__Excerpt provided__.
-*-*-

A mid-season review of heifer rearing was carried out on Stephen Wallace’s farm near Seaforde, Co Down, last week.
There are 47 Holstein Friesian heifers in the main group of replacements which will be due for insemination in December 2019. This group has an average age of nine months and dates of birth range from 3 September 2018 to 23 December 2018.
The group currently has an average weight of 264kg. This represents a daily liveweight gain of 0.85kg from birth and 1.04kg since their last weighing at turnout on 28 March 2019.
The main lesson from last week’s exercise is that the heifers are performing well and are on target to hit 60% of mature bodyweight at breeding. For Stephen’s herd, this equates to 360-400kg by the start of December.
There are around 130 days to go until the start of breeding and the average heifer with a current bodyweight of 264kg needs to put on 96kg by then to reach the lower breeding weight target of 360kg. This equates to an easily achievable daily liveweight gain of 0.76kg.
The main group of 47 heifers is in a simple four-paddock grazing rotation and they are being fed concentrates in troughs at 1kg/head/day. The heifers were on 3kg/head/day of concentrates earlier in the grazing season which led to the high daily liveweight gain seen since turnout.

-*-*-

__Data excerpts__.
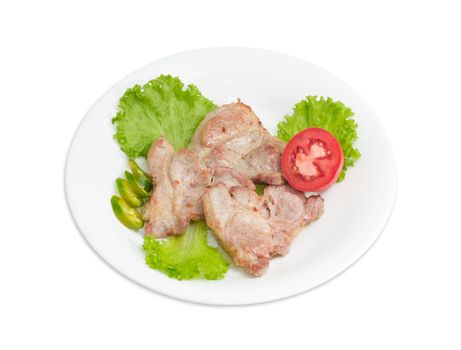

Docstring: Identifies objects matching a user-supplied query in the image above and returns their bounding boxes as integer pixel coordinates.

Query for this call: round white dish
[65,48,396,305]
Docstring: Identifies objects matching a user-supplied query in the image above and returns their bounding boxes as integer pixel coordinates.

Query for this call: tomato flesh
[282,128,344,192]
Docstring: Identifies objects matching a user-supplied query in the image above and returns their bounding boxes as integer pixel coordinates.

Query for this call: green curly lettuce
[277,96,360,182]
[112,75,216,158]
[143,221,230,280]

-*-*-

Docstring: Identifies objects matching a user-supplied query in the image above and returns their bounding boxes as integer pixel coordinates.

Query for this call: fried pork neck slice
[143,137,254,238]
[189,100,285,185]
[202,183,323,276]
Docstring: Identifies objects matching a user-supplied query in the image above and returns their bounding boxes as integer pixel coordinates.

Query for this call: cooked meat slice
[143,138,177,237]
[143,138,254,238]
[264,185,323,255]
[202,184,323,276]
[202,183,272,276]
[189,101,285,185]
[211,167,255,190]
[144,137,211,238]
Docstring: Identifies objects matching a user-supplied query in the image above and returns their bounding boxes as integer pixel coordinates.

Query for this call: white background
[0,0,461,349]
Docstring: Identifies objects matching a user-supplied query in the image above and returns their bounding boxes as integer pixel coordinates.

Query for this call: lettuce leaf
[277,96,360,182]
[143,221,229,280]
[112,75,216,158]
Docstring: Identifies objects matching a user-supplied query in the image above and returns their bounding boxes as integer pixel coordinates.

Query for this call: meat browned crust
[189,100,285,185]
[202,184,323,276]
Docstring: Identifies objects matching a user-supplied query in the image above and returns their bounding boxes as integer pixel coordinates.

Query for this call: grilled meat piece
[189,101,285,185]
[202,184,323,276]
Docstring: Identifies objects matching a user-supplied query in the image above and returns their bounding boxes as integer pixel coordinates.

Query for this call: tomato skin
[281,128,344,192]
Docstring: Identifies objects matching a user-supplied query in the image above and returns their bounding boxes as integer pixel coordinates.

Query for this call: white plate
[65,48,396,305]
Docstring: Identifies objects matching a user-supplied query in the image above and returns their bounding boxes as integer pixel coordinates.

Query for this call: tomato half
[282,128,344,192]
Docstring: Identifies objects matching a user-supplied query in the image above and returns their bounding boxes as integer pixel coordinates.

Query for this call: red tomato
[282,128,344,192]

-*-*-

__Directions__.
1. In the heifer rearing review, what is the current average weight of the main group of heifers?
2. Reproduce the passage of the heifer rearing review verbatim, starting at "The main lesson" and ending at "start of December.".
The data above are not needed for this work.

__Responses in order__.
1. The group currently has an average weight of 264kg.

2.
The main lesson from last week’s exercise is that the heifers are performing well and are on target to hit 60% of mature bodyweight at breeding. For Stephen’s herd, this equates to 360-400kg by the start of December.